> **Data shown**
###

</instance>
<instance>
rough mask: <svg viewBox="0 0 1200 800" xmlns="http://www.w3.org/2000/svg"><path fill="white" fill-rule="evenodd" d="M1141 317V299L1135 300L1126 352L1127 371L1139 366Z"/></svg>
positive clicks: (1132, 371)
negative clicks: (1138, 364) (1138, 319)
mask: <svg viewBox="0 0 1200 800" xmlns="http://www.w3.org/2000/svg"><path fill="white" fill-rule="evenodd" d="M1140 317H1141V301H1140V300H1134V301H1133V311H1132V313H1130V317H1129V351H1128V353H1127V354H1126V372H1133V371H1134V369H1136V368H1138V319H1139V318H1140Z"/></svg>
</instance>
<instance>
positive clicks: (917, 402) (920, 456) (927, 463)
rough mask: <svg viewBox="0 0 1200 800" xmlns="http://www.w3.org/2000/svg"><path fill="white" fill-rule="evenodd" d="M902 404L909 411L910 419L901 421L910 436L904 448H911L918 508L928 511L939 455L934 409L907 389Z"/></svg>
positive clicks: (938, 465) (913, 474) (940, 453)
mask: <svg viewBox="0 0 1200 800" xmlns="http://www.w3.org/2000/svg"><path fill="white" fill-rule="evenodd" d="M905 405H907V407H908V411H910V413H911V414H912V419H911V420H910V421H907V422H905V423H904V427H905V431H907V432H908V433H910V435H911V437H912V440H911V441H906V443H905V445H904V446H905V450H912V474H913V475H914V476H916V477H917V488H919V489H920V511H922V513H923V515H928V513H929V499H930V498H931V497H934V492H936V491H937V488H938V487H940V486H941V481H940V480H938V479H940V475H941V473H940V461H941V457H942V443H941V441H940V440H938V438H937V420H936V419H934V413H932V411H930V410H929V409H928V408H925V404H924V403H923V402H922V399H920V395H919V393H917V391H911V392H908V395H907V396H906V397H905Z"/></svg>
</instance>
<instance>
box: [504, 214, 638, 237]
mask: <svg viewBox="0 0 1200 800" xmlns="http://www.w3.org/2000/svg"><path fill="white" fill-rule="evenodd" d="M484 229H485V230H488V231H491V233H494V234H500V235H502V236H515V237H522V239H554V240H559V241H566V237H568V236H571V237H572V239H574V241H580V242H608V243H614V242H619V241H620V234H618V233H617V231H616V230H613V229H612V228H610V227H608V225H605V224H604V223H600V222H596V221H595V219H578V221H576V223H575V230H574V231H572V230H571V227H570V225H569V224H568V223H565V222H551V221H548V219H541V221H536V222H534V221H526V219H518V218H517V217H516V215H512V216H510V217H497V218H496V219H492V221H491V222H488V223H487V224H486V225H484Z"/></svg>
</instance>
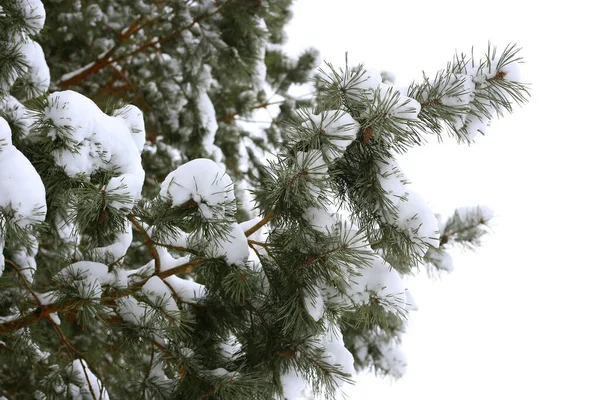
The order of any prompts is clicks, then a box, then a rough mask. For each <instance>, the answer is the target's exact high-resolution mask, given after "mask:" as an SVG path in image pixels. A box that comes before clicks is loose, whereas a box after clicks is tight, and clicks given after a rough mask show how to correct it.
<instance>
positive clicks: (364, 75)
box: [323, 68, 382, 101]
mask: <svg viewBox="0 0 600 400" xmlns="http://www.w3.org/2000/svg"><path fill="white" fill-rule="evenodd" d="M323 70H327V68H323ZM381 83H382V81H381V74H380V73H379V72H378V71H377V70H374V69H368V70H365V71H363V72H362V74H361V75H359V74H358V73H356V72H354V73H352V74H350V75H348V76H345V79H344V80H343V81H342V82H341V84H340V91H342V92H343V93H345V94H346V96H348V98H350V99H351V100H353V101H361V100H363V99H364V100H368V101H369V100H372V99H373V97H374V96H375V92H376V90H377V88H378V87H379V85H381Z"/></svg>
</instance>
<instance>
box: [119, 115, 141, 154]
mask: <svg viewBox="0 0 600 400" xmlns="http://www.w3.org/2000/svg"><path fill="white" fill-rule="evenodd" d="M114 115H115V117H116V118H119V119H121V120H123V122H125V125H127V127H128V128H129V132H130V133H131V136H132V137H133V141H134V143H135V145H136V147H137V148H138V151H139V152H140V154H141V152H142V150H143V149H144V144H145V143H146V127H145V125H144V115H143V114H142V112H141V111H140V109H139V108H137V107H136V106H134V105H131V104H129V105H126V106H125V107H122V108H119V109H118V110H116V111H115V113H114Z"/></svg>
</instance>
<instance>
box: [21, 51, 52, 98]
mask: <svg viewBox="0 0 600 400" xmlns="http://www.w3.org/2000/svg"><path fill="white" fill-rule="evenodd" d="M19 51H20V52H21V54H22V55H23V57H24V58H25V60H26V62H27V65H28V67H29V70H28V71H27V73H26V74H25V76H24V77H22V78H23V79H26V80H27V81H29V82H31V84H32V85H33V87H35V89H36V92H34V93H28V96H27V97H28V98H32V97H37V96H39V95H40V94H42V93H44V92H46V91H47V90H48V87H49V86H50V69H49V68H48V64H46V58H45V56H44V51H43V50H42V46H40V45H39V44H38V43H37V42H33V41H30V42H26V43H23V44H22V45H21V46H20V48H19Z"/></svg>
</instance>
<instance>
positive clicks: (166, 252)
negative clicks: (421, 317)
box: [0, 0, 528, 399]
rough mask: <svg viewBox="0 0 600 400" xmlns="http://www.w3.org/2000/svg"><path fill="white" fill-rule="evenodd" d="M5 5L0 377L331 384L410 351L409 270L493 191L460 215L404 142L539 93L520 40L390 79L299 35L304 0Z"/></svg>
mask: <svg viewBox="0 0 600 400" xmlns="http://www.w3.org/2000/svg"><path fill="white" fill-rule="evenodd" d="M0 4H1V6H0V275H1V276H0V396H5V397H7V398H38V399H54V398H73V399H105V398H106V399H108V398H109V395H110V397H112V398H113V399H121V398H123V399H128V398H147V399H156V398H169V399H170V398H174V399H178V398H185V399H188V398H189V399H199V398H209V399H273V398H281V399H284V398H287V399H296V398H299V397H300V396H302V395H304V396H310V395H311V393H312V394H315V395H317V394H321V395H324V396H326V397H328V398H333V397H335V396H336V394H337V393H339V390H340V388H341V387H342V386H343V385H344V384H345V383H347V382H351V380H352V375H353V374H354V373H355V372H356V371H357V370H360V369H372V370H375V371H376V372H378V373H382V374H385V375H389V376H393V377H399V376H401V375H402V374H403V373H404V368H405V365H406V362H405V357H404V354H403V353H402V350H401V347H400V340H401V339H400V338H401V334H402V333H403V330H404V323H405V321H406V316H407V313H408V312H409V311H410V310H411V309H413V308H414V301H413V300H412V296H411V295H410V293H409V292H408V290H406V288H405V285H404V283H403V281H402V276H404V275H408V274H414V273H416V272H418V271H419V270H420V267H421V266H426V267H427V268H430V269H431V270H433V271H437V270H451V269H452V262H451V258H450V256H449V255H448V253H447V249H449V248H451V247H453V246H463V247H466V248H473V247H476V246H478V245H479V242H480V239H481V237H482V236H483V235H484V234H485V233H486V231H487V229H486V227H487V225H488V223H489V221H490V219H491V212H490V211H489V210H488V209H486V208H484V207H474V208H461V209H458V210H457V211H456V213H455V214H454V215H453V216H452V217H450V218H449V219H448V220H447V221H445V222H443V221H442V220H441V219H440V217H439V216H436V215H435V214H434V213H433V212H432V210H431V209H430V208H429V206H428V205H427V203H426V202H425V201H424V200H423V199H421V197H420V196H419V195H418V193H416V192H415V191H414V190H413V189H412V188H411V185H410V184H409V182H408V179H407V177H406V176H405V174H404V173H403V172H402V170H401V169H400V167H399V166H398V165H397V161H396V160H397V156H398V155H399V154H402V153H405V152H406V151H408V150H409V149H410V148H411V147H414V146H419V145H423V144H425V142H426V139H427V137H428V136H431V135H437V136H438V137H440V138H441V137H443V136H444V135H449V136H450V137H451V138H453V139H455V140H458V141H460V142H464V143H470V142H471V141H472V140H473V139H474V138H475V136H476V135H478V134H479V133H485V128H486V126H487V125H488V123H489V122H490V120H491V119H492V118H493V117H496V116H501V115H502V114H503V113H504V112H506V111H508V112H510V111H512V108H513V106H514V104H522V103H524V102H525V101H526V100H527V96H528V93H527V87H526V85H524V84H522V83H520V81H519V76H518V64H519V63H520V62H521V58H520V57H519V49H518V48H517V47H516V45H509V46H507V47H506V48H505V49H504V50H502V51H496V49H495V48H493V47H490V48H488V51H487V53H486V54H485V56H484V57H483V58H482V60H478V59H476V58H475V57H474V56H473V55H471V56H467V55H462V54H461V55H456V56H455V57H454V59H453V60H452V61H451V62H450V63H448V65H447V67H446V68H445V69H443V70H441V71H440V72H439V73H438V74H437V75H436V76H435V77H434V78H432V79H430V78H426V77H425V78H423V80H422V81H420V82H414V83H412V84H411V85H410V86H407V87H395V86H393V82H392V81H391V80H390V79H389V77H388V76H387V75H386V74H381V73H379V72H377V71H375V70H370V69H366V68H365V67H364V66H362V65H357V66H352V65H345V66H342V68H339V67H336V66H333V65H329V64H323V66H322V68H321V69H319V70H318V71H316V70H315V69H316V67H317V65H318V64H319V60H318V53H317V52H316V51H315V50H312V49H309V50H307V51H306V52H305V53H303V54H302V55H300V56H299V57H298V58H292V57H289V56H288V55H286V54H285V53H284V51H283V48H282V43H283V42H284V39H285V35H284V31H283V27H284V26H285V23H286V22H287V21H288V20H289V18H290V17H291V12H290V7H291V1H290V0H262V1H261V0H258V1H257V0H220V1H219V0H214V1H212V0H211V1H200V2H190V1H166V2H157V1H154V2H144V1H123V2H114V1H105V0H102V1H97V2H92V3H91V4H90V3H88V2H81V1H75V2H73V1H61V0H48V1H47V2H46V3H45V5H43V4H42V3H41V2H40V1H39V0H2V2H1V3H0ZM50 77H52V79H50ZM309 82H311V83H312V90H313V92H312V93H311V94H310V95H307V96H304V97H297V96H294V95H292V94H291V93H292V91H291V89H292V88H295V87H298V86H299V85H305V84H307V83H309ZM267 111H268V112H270V113H271V115H272V121H270V122H269V123H268V124H266V125H265V126H262V125H260V124H257V125H256V126H253V125H252V121H255V120H256V118H257V114H258V113H259V112H262V113H263V114H267V115H268V113H266V112H267ZM247 121H250V122H247Z"/></svg>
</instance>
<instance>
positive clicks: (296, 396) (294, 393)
mask: <svg viewBox="0 0 600 400" xmlns="http://www.w3.org/2000/svg"><path fill="white" fill-rule="evenodd" d="M279 379H280V380H281V387H282V388H283V398H284V399H285V400H297V399H299V398H300V396H301V395H302V391H303V390H304V389H306V386H307V382H306V380H305V379H304V378H303V377H302V375H300V373H299V372H298V370H297V369H296V368H295V367H294V366H290V367H289V369H288V370H287V372H285V373H283V374H281V375H280V377H279Z"/></svg>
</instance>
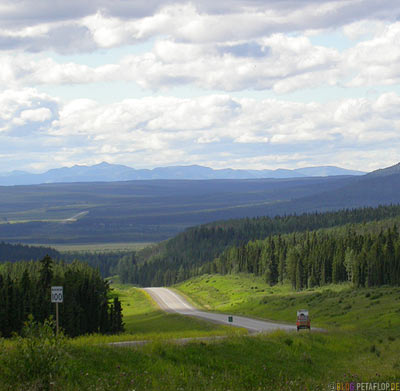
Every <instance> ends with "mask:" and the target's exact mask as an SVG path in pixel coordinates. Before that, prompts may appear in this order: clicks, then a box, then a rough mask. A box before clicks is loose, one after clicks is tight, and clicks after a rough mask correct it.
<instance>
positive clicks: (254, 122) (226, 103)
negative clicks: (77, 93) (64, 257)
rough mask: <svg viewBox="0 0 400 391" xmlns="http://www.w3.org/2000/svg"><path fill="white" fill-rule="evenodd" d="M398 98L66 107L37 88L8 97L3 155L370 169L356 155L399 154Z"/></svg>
mask: <svg viewBox="0 0 400 391" xmlns="http://www.w3.org/2000/svg"><path fill="white" fill-rule="evenodd" d="M399 102H400V97H399V96H398V95H397V94H393V93H389V94H383V95H381V96H380V97H378V98H377V99H376V100H373V101H370V100H366V99H346V100H342V101H340V102H331V103H330V104H319V103H315V102H314V103H298V102H288V101H279V100H275V99H267V100H262V101H259V100H254V99H246V98H233V97H231V96H228V95H212V96H203V97H198V98H193V99H183V98H172V97H147V98H142V99H129V100H124V101H121V102H116V103H113V104H99V103H98V102H96V101H93V100H87V99H80V100H75V101H71V102H69V103H66V104H62V103H59V102H57V101H56V100H54V99H52V98H50V97H48V96H45V95H43V94H39V93H38V92H37V91H35V90H21V91H8V92H7V93H6V94H5V93H3V94H1V95H0V107H1V111H0V123H1V132H0V144H1V148H0V153H9V152H10V151H14V156H15V157H16V156H18V154H22V153H23V154H24V157H27V156H29V157H30V159H31V163H32V164H35V167H39V166H40V165H42V166H43V167H44V166H45V165H46V164H47V168H49V167H50V166H51V165H54V164H57V163H58V164H70V165H71V164H76V163H82V164H92V163H95V162H99V161H103V160H107V161H110V162H116V163H117V162H119V163H125V164H128V165H131V166H134V167H154V166H157V165H173V164H193V163H197V164H204V165H212V166H214V167H236V168H239V167H241V168H277V167H282V166H283V167H288V168H290V167H297V166H298V164H300V163H303V165H304V164H307V165H312V164H336V165H343V162H346V164H345V165H346V167H353V168H362V167H361V166H360V161H357V157H356V156H359V157H360V159H362V160H361V161H365V162H367V157H368V156H375V155H376V154H379V153H381V154H382V155H381V156H384V160H385V159H386V160H388V161H389V160H390V159H394V161H396V159H397V157H396V153H397V152H396V149H397V151H398V149H399V148H400V140H399V138H398V132H399V130H400V118H399V114H398V111H396V107H398V104H399ZM366 118H367V120H366ZM15 119H17V121H15ZM19 121H20V122H19ZM22 135H23V136H24V137H23V140H24V141H23V142H21V144H18V142H16V141H15V140H21V136H22ZM29 143H31V145H30V147H29V149H30V150H29V152H28V151H27V149H28V144H29ZM388 145H390V148H388ZM316 146H318V148H317V149H316ZM44 147H45V148H46V151H44V150H43V148H44ZM48 151H51V154H52V160H51V162H49V161H48V158H47V156H48ZM299 151H301V153H300V152H299ZM361 151H363V155H362V156H363V157H361V155H360V153H361ZM368 151H370V155H368ZM388 151H389V152H388ZM392 162H393V160H392ZM15 164H17V163H16V162H15ZM19 164H21V163H19ZM369 164H370V165H373V164H374V163H373V162H369ZM375 164H382V159H379V160H378V161H377V162H375ZM389 164H390V162H389ZM2 171H4V170H2Z"/></svg>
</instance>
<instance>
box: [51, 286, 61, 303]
mask: <svg viewBox="0 0 400 391" xmlns="http://www.w3.org/2000/svg"><path fill="white" fill-rule="evenodd" d="M63 301H64V295H63V287H62V286H52V287H51V302H52V303H62V302H63Z"/></svg>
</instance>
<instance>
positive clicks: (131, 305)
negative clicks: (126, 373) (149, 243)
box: [73, 277, 247, 346]
mask: <svg viewBox="0 0 400 391" xmlns="http://www.w3.org/2000/svg"><path fill="white" fill-rule="evenodd" d="M112 288H113V292H112V293H113V294H114V295H117V296H118V297H119V299H120V300H121V304H122V310H123V321H124V324H125V332H124V333H122V334H118V335H111V336H104V335H90V336H83V337H78V338H75V339H74V340H73V344H74V345H79V346H84V345H87V344H89V345H95V344H102V343H108V342H120V341H142V340H158V341H159V340H173V339H178V338H189V337H213V336H221V335H229V336H232V335H241V334H247V331H246V330H244V329H238V328H232V327H229V326H224V325H218V324H215V323H210V322H206V321H204V320H200V319H196V318H191V317H186V316H182V315H178V314H170V313H166V312H164V311H161V310H160V309H159V308H158V306H157V304H156V303H155V302H154V301H153V299H152V298H151V297H150V295H149V294H148V293H147V292H145V291H143V290H142V289H139V288H136V287H134V286H132V285H129V284H119V283H118V280H117V279H116V278H115V277H113V284H112Z"/></svg>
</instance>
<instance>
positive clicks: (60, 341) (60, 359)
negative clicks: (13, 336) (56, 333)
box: [0, 315, 66, 391]
mask: <svg viewBox="0 0 400 391" xmlns="http://www.w3.org/2000/svg"><path fill="white" fill-rule="evenodd" d="M54 329H55V322H54V321H53V320H52V319H51V318H50V319H48V320H46V321H45V322H44V323H38V322H35V321H34V320H33V316H32V315H30V317H29V319H28V321H27V322H26V323H25V325H24V328H23V331H22V337H21V336H18V337H16V338H15V340H14V342H15V344H14V346H13V347H12V348H10V349H9V351H8V352H5V354H3V355H2V356H0V365H1V367H2V369H3V373H2V376H3V377H4V380H5V382H6V383H8V384H10V385H14V386H15V385H17V384H18V385H20V386H23V387H24V389H27V390H28V389H32V390H43V391H46V390H50V389H54V387H53V386H54V385H55V381H56V380H57V378H59V377H60V376H62V375H63V374H64V371H65V361H66V351H65V347H66V338H65V337H64V335H63V334H62V333H60V334H59V335H58V336H57V335H56V333H55V331H54Z"/></svg>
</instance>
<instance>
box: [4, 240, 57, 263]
mask: <svg viewBox="0 0 400 391" xmlns="http://www.w3.org/2000/svg"><path fill="white" fill-rule="evenodd" d="M46 255H48V256H49V257H51V258H54V259H60V258H61V254H60V253H59V252H58V251H57V250H55V249H54V248H51V247H37V246H25V245H22V244H10V243H4V242H1V243H0V262H17V261H31V260H32V261H36V260H39V259H42V258H44V257H45V256H46Z"/></svg>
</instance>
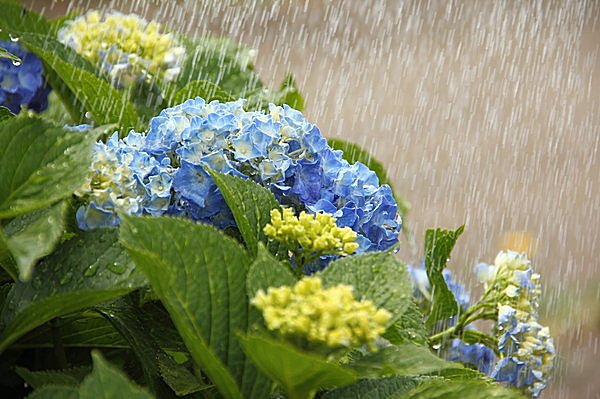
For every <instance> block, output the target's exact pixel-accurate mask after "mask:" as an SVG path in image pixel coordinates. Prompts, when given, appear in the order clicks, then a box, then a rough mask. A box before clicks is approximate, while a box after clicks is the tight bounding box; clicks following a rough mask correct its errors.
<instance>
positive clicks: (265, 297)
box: [252, 277, 391, 348]
mask: <svg viewBox="0 0 600 399" xmlns="http://www.w3.org/2000/svg"><path fill="white" fill-rule="evenodd" d="M252 304H253V305H254V306H256V307H257V308H259V309H260V310H261V311H262V313H263V317H264V319H265V323H266V325H267V328H269V329H270V330H277V331H278V332H279V333H281V334H282V335H284V336H287V337H301V338H306V339H307V340H308V341H309V342H311V343H316V344H324V345H325V346H327V347H330V348H337V347H353V346H358V345H362V344H372V343H373V341H374V340H375V339H376V338H377V337H378V336H379V335H380V334H382V333H383V332H384V331H385V328H386V324H387V322H388V321H389V320H390V318H391V314H390V313H389V312H388V311H387V310H385V309H377V308H376V307H375V305H373V303H372V302H371V301H369V300H362V301H360V302H358V301H356V300H355V299H354V296H353V294H352V286H349V285H344V284H340V285H337V286H335V287H331V288H328V289H323V287H322V282H321V279H320V278H318V277H304V278H303V279H302V280H300V281H298V283H296V285H295V286H294V287H288V286H283V287H279V288H273V287H271V288H269V289H268V291H267V293H265V292H264V291H262V290H260V291H258V293H257V294H256V296H255V297H254V299H252Z"/></svg>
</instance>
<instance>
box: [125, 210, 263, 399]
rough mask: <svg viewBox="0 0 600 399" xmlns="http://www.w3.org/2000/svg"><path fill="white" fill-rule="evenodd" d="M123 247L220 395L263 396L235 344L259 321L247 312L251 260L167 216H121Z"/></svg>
mask: <svg viewBox="0 0 600 399" xmlns="http://www.w3.org/2000/svg"><path fill="white" fill-rule="evenodd" d="M121 242H122V243H123V245H124V246H125V247H126V248H127V250H128V252H129V254H130V255H131V257H132V258H133V259H134V261H135V262H136V264H137V265H138V267H139V268H140V269H141V270H143V272H144V273H145V274H146V275H147V276H148V279H149V280H150V283H151V285H152V288H153V289H154V290H155V292H156V295H157V296H158V297H159V298H160V300H161V301H162V303H163V304H164V305H165V307H166V308H167V310H168V311H169V314H170V315H171V319H172V320H173V322H174V323H175V326H176V327H177V330H178V331H179V333H180V334H181V336H182V338H183V340H184V342H185V344H186V346H187V347H188V349H189V351H190V353H191V355H192V357H193V359H194V360H195V361H196V363H197V364H198V365H199V366H201V367H202V368H203V369H204V370H205V372H206V374H207V375H208V376H209V377H210V379H211V380H212V382H213V383H214V384H215V385H216V386H217V388H218V389H219V391H220V392H221V394H222V395H223V396H225V397H226V398H241V397H264V396H265V395H266V394H267V392H268V383H267V380H266V378H265V377H263V376H260V375H259V374H258V373H257V370H256V369H255V368H254V366H253V365H252V364H251V363H250V361H249V360H248V359H247V358H245V357H244V355H243V352H242V351H241V348H240V346H239V342H238V341H237V339H236V337H235V331H246V329H247V327H248V325H250V324H252V323H253V321H254V320H258V318H259V315H258V314H257V313H256V312H255V311H253V310H251V309H249V304H248V297H247V295H246V271H247V268H248V266H249V265H248V263H249V258H248V255H247V254H246V252H245V251H244V249H243V248H242V247H241V245H240V244H238V243H237V242H236V241H235V240H233V239H231V238H229V237H227V236H226V235H225V234H223V233H222V232H220V231H218V230H217V229H215V228H214V227H212V226H209V225H203V224H198V223H194V222H191V221H188V220H184V219H175V218H169V217H156V218H133V217H127V216H124V217H123V222H122V224H121ZM226 366H228V368H229V369H227V368H226Z"/></svg>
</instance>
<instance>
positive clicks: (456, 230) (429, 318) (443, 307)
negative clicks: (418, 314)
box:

###

> **What to do**
Select every line of the data above that contains the word "negative", paying attention to case, and copy those lines out.

> **Result for this exercise**
negative clicks: (1138, 364) (1138, 319)
negative clicks: (421, 317)
negative clicks: (77, 93) (64, 257)
negative clicks: (126, 373) (149, 243)
negative clicks: (13, 336) (56, 333)
negative clicks: (418, 314)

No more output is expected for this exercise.